(Records in a dataset)
START

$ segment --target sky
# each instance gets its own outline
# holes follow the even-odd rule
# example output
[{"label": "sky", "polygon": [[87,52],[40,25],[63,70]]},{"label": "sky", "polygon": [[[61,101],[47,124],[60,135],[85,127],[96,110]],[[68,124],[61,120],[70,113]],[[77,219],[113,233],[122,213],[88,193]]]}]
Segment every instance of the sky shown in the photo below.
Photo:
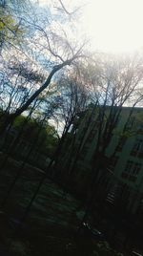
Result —
[{"label": "sky", "polygon": [[[49,0],[39,0],[43,6]],[[143,0],[63,0],[83,6],[79,32],[93,51],[130,53],[143,48]]]}]

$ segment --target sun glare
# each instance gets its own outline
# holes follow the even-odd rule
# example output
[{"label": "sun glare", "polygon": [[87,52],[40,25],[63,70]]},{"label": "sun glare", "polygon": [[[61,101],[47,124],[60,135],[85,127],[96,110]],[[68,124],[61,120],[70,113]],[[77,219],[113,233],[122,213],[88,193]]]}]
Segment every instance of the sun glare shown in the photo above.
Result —
[{"label": "sun glare", "polygon": [[84,11],[82,26],[92,47],[112,53],[142,48],[142,10],[143,0],[91,0]]}]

END

Rewrite all the items above in full, requests included, and shift every polygon vertex coordinate in the answers by -36, leaving the requests and their sample outputs unchanged. Omit the pictures.

— SOLUTION TO THIS PROBLEM —
$ segment --target sky
# each instance gets its own outline
# holes follow the even-odd rule
# example output
[{"label": "sky", "polygon": [[87,52],[40,25],[63,70]]},{"label": "sky", "polygon": [[[61,101],[47,124],[60,135],[85,127],[96,110]],[[68,124],[61,120],[70,113]],[[77,219],[113,233],[122,213],[88,193]]]}]
Segment every instance of the sky shown in the photo below.
Photo:
Result —
[{"label": "sky", "polygon": [[[13,-36],[3,-36],[7,-30]],[[107,-36],[27,-36],[47,-30],[43,-4],[57,15],[94,17],[107,12]]]}]

$ segment --target sun glare
# each instance gets its own outline
# holes follow the even-odd rule
# example output
[{"label": "sun glare", "polygon": [[87,52],[40,25],[63,70]]},{"label": "sun glare", "polygon": [[[61,101],[47,124],[60,135],[85,127],[96,110]],[[68,124],[61,120],[70,113]],[[77,219],[113,233],[122,213],[88,193]]]}]
Segment every instance of the sun glare shown in the photo above.
Result —
[{"label": "sun glare", "polygon": [[48,-25],[46,-10],[56,11],[76,17],[106,12],[106,-26],[107,-36],[55,-36]]}]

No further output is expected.